### PROVIDED RECORDS
━━━━━━━━━━━━━━━━━━━━━━━━━━━━━━

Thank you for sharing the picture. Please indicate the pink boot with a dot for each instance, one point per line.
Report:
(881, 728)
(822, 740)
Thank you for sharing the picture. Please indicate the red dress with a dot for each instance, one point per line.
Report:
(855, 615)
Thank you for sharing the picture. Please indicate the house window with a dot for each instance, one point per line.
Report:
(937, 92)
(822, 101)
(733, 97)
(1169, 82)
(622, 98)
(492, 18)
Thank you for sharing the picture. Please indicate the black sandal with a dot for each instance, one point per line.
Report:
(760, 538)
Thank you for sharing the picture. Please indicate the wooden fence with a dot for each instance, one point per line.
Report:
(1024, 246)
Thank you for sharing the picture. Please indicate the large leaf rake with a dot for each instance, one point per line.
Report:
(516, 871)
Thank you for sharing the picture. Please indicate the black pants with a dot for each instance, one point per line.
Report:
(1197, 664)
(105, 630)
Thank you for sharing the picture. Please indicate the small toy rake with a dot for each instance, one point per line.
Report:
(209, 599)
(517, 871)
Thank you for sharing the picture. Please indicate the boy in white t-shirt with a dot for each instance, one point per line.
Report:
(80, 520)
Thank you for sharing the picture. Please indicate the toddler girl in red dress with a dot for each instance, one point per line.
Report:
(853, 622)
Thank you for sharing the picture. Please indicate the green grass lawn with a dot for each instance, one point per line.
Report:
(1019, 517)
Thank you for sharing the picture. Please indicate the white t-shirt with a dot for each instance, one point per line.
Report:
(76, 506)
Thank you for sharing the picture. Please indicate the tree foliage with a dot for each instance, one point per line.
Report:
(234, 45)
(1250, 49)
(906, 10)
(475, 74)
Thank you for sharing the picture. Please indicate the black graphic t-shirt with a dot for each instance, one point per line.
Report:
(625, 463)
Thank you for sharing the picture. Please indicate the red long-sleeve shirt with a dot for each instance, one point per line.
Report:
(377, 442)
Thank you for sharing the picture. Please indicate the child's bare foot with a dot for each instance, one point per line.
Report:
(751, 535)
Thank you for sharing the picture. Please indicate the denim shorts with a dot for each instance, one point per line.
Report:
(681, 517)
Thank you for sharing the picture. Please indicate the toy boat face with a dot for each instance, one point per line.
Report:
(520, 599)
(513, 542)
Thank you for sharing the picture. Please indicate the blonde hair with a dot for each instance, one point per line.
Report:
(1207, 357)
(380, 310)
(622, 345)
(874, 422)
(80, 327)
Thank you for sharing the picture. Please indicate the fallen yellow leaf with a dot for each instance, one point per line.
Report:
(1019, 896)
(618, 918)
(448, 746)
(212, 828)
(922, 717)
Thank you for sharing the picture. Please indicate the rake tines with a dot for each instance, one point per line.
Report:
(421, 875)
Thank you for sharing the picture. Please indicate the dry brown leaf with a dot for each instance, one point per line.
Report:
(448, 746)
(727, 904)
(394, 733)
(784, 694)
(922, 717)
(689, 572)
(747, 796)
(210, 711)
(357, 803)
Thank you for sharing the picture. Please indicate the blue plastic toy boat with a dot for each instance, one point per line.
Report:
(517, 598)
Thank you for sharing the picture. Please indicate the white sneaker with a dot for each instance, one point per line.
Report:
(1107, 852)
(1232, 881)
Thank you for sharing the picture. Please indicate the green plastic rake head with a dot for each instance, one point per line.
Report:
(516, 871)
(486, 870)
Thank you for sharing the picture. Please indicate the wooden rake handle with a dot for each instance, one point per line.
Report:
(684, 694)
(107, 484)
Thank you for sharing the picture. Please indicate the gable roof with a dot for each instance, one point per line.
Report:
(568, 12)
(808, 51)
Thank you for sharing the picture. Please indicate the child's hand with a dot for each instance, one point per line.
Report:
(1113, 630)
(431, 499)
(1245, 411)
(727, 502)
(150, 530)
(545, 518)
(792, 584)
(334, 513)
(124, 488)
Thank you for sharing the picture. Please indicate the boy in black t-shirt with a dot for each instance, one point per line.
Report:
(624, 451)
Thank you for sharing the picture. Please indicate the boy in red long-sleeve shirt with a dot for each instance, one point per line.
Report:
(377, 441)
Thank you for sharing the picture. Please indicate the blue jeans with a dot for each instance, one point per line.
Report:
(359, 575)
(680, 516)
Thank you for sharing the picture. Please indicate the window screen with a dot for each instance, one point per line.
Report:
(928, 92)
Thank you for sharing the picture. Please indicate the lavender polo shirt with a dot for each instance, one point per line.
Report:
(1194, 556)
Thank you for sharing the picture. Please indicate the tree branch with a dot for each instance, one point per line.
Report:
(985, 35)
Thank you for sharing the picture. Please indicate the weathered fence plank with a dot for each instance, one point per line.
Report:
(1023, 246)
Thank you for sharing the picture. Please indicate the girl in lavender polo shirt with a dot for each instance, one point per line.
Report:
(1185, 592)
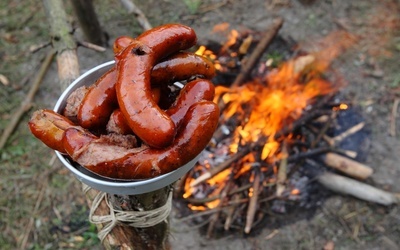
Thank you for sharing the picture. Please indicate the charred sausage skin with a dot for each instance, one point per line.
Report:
(198, 126)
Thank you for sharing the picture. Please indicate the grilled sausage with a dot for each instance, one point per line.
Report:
(198, 126)
(49, 126)
(151, 124)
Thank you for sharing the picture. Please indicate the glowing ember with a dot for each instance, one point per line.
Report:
(255, 114)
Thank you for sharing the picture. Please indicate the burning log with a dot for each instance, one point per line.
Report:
(269, 128)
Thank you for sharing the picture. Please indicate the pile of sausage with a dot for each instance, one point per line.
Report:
(128, 125)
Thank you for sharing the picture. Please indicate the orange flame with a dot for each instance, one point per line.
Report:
(263, 106)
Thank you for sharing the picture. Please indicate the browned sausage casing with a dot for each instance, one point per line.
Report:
(117, 124)
(191, 93)
(182, 66)
(142, 163)
(99, 102)
(49, 126)
(151, 124)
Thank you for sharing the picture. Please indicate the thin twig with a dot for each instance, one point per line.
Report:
(91, 46)
(393, 117)
(220, 167)
(253, 201)
(349, 132)
(282, 171)
(27, 103)
(258, 51)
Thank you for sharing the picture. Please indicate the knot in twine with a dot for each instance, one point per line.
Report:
(137, 219)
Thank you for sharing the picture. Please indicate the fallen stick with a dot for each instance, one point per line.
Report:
(347, 166)
(258, 51)
(27, 103)
(348, 186)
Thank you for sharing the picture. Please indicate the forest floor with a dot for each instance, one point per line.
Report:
(42, 206)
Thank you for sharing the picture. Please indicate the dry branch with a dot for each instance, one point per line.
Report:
(121, 237)
(89, 22)
(63, 42)
(27, 103)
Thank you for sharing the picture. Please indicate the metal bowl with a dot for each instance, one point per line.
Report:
(108, 185)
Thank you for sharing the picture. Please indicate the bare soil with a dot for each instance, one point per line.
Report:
(42, 206)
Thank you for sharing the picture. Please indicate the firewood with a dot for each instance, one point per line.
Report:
(258, 51)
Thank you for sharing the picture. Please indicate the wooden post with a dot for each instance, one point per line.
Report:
(121, 237)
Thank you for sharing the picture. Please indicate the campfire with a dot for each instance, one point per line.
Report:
(273, 123)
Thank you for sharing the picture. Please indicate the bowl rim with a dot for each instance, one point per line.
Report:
(115, 186)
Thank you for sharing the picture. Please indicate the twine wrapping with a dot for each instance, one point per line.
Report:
(137, 219)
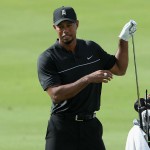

━━━━━━━━━━━━━━━━━━━━━━━━━━━━━━

### INSTRUCTIONS FOR THE TASK
Would you set down every line of the data above exactly, skipping the pictures?

### EXERCISE SOLUTION
Thank you for sharing the picture. Please indicate the pink boot with a dot for each instance, one point per line.
Report:
(881, 728)
(822, 740)
Thank you for sharing the picture. Please indicate the red dress with a dot for each instance, one point per line.
Report:
(855, 615)
Thank you for sharing the picture. Please indicate the house window with a dot for each instance, one point per line.
Report:
(937, 92)
(822, 101)
(733, 97)
(1169, 82)
(622, 98)
(492, 18)
Thank you for sharing the picture. Please indicate the black sandal with a dot for each instance, one point per line.
Report:
(760, 538)
Thank you for sharing the picture. Please indicate the wooden fence with a dot for each instance, one point per line.
Report:
(1024, 246)
Thank you for sharing the picture. Please indicate the large leaf rake with a dot for each instance, one point per line.
Report:
(516, 871)
Thank you for sharing the picture. Please indicate the black pants with a dot for each instance, one point per line.
Report:
(1197, 664)
(105, 630)
Thank you for sharing the picture. Please indicate the small toy rake with a dot for each instance, one point per line.
Report:
(209, 599)
(517, 871)
Thank you for sharing the picture. Please indicate the boy in white t-shirt with a dot for each instance, one point per line.
Report:
(80, 520)
Thank you for sharing the picture. Please indicate the toddler girl in red dress with a dot for each instance, one point per line.
Report:
(853, 622)
Thank you for sharing the picture. Please indicate the green grass lawn with a dot for each instance, one point per line.
Report:
(1019, 517)
Thank you for sharing the picture. Please indicate the white t-shirt with a dot for each instance, one point per line.
Report:
(76, 506)
Thank you for sharing the picture. Please indicate the tree foliage with a dot for each instance, one point per line.
Report:
(234, 45)
(1250, 49)
(906, 10)
(475, 74)
Thank you for sharing the picture. Please indicate the black graphic t-shirt with a dot for each instance, one point per line.
Report:
(625, 463)
Thank you for sharing the picture. Please indicate the red long-sleeve shirt with a dot for each instance, one point per line.
Report:
(377, 442)
Thank you for sharing the picture. Please indicate the child's bare foot with a dot for each instance, one point per line.
Report:
(751, 535)
Thank you for sharing the picture. Please indicate the denim shorts with a dot for each instance, one point per line.
Report:
(681, 517)
Thank you for sharing the picture. Please indicate the toy boat face with a dot for each instance, one point per line.
Report:
(520, 599)
(513, 542)
Thank you for sharing the picture. Please indicate the blonde hair with a dot for each instance, one point per line.
Report:
(1207, 357)
(380, 310)
(622, 345)
(874, 422)
(80, 327)
Thank you for sharing the picture. Please indicate the fallen yellow leaf with a dot for each instance, one point per line.
Report:
(1019, 896)
(618, 918)
(448, 746)
(212, 828)
(922, 717)
Thank you for sharing the picture. Please indicate the rake tines with a dot for each instance, one point per line.
Report:
(421, 875)
Thank you for sharing the picture. Please indicate the dry brown leaf with a dot for each instance, one point per line.
Report:
(448, 746)
(727, 904)
(394, 733)
(784, 694)
(922, 717)
(689, 572)
(747, 796)
(210, 711)
(357, 803)
Thank you for sharing the picture. Please indicate the blue plastic toy boat with a dot for each instance, one point per line.
Report:
(517, 598)
Thank you for sharing the picture. Please indicate the white sneaker with a dot for each instance, one point per line.
Report:
(1107, 852)
(1232, 881)
Thank you for sharing the picture. Please indicate the green plastic rake head with a dot for each instance, one point per line.
Report:
(516, 871)
(486, 870)
Thank you for sharing the picture. Please indicate the wooden rake handle with a dot for each instance, one point per line.
Report:
(684, 694)
(107, 484)
Thank you for sharing the picture. Please indicate the gable roof with a dot for each instance, one point per line.
Report:
(568, 12)
(808, 51)
Thank you for sharing the picture. Please indicate the child's hand with a dot for each instance, one point per line.
Report:
(1113, 630)
(431, 499)
(1245, 411)
(727, 502)
(150, 530)
(545, 518)
(792, 584)
(334, 513)
(124, 488)
Thank you for sharing the picture. Please indicate the boy in black t-shirt with a dot for each instance, one point per line.
Report:
(624, 451)
Thank you for sharing the picture. Please indicate the boy in red long-sleeve shirt with a dot for each instance, one point per line.
Report:
(377, 441)
Thank you for sharing the picture. Please indicate the blue jeans with a dot for each instance, one point per line.
Report:
(359, 575)
(680, 516)
Thank you for sharing the picture. Please indicate the window screen with a dot for each instance, one point per line.
Report:
(928, 92)
Thank you for sharing the picture. Please indicate the lavender polo shirt with a dot for each instance, one point per line.
Report:
(1194, 556)
Thank you for sharing the picture. Please indicate the tree branch with a dot for each instance, one point per line.
Report:
(985, 35)
Thank you for sharing the picture. Please indicate the weathered fence plank with a dot for each instance, one point per line.
Report:
(1023, 246)
Thank you for sharing the picture. Please indicate the girl in lavender polo shirt with a dot for each instance, one point per line.
Report:
(1185, 592)
Thank you for sharing the picture. Please indicate the charred sausage skin with a dot for each instance, one point per line.
Report:
(198, 126)
Thank you for sharing the picture. Please indicate the grilled sausage with a dot for each instance, one point per line.
Report:
(198, 126)
(49, 126)
(151, 124)
Thank you for sharing the picture. Please indicate the glowing ember with a dot for each instance, one point per line.
Report:
(255, 114)
Thank you for sharing the picture. Please indicate the burning log with a dot for each instance, one point per line.
Report:
(269, 128)
Thank you for sharing the picture. Please indicate the pile of sausage with a dot for each instance, one point per line.
Report:
(128, 125)
Thank you for sharing the picture. Please indicate the orange flame with a dot for each instance, one point per line.
Report:
(263, 106)
Thank you for sharing the picture. Please indicate the browned sausage casing with a dot for each instance, one point per line.
Report:
(117, 124)
(191, 93)
(182, 66)
(142, 163)
(99, 102)
(49, 126)
(151, 124)
Thank you for sharing the picture. Please indicate the thin twig with a dot for each instance, one point per line.
Report:
(91, 46)
(393, 117)
(220, 167)
(253, 201)
(349, 132)
(282, 171)
(27, 103)
(258, 51)
Thank you for sharing the picture. Please indicate the knot in twine with a dot for each instance, one point per line.
Report:
(137, 219)
Thank you for sharing the picture. Please indicate the fallen stick with a dot for each instance, one point per line.
Report:
(347, 166)
(258, 51)
(27, 103)
(348, 186)
Thank you for sharing the picture. Please indicate the forest floor with a dot for each instance, one point per line.
Report:
(42, 206)
Thank you for sharing the picture. Please indicate the dry branch with a dot for each instance, one point per line.
Report:
(121, 237)
(89, 22)
(63, 42)
(27, 103)
Thank you for sharing the picture. Please indicate the metal bowl with a dot for each instance, one point per line.
Report:
(108, 185)
Thank you for sharing the picture. Please indicate the bare soil with a dot for each instance, one point per line.
Report:
(42, 206)
Thank you for sharing the picture. Please indicate the firewood with a dot for each instance, one point per line.
Report:
(258, 51)
Thank you for sharing the picture. Please indicate the wooden post with a dot for each instance, one point per line.
Report:
(121, 237)
Thank you for sharing the picture. Please indicate the campfire with a dot for each instance, one point per line.
Report:
(273, 123)
Thank you for sharing the picture. Please indicate the bowl rim with a dot for each instance, one point per line.
Report:
(115, 186)
Thank you for sharing the picture. Please indicate the twine wrapping with a dot for each instance, one point per line.
Report:
(137, 219)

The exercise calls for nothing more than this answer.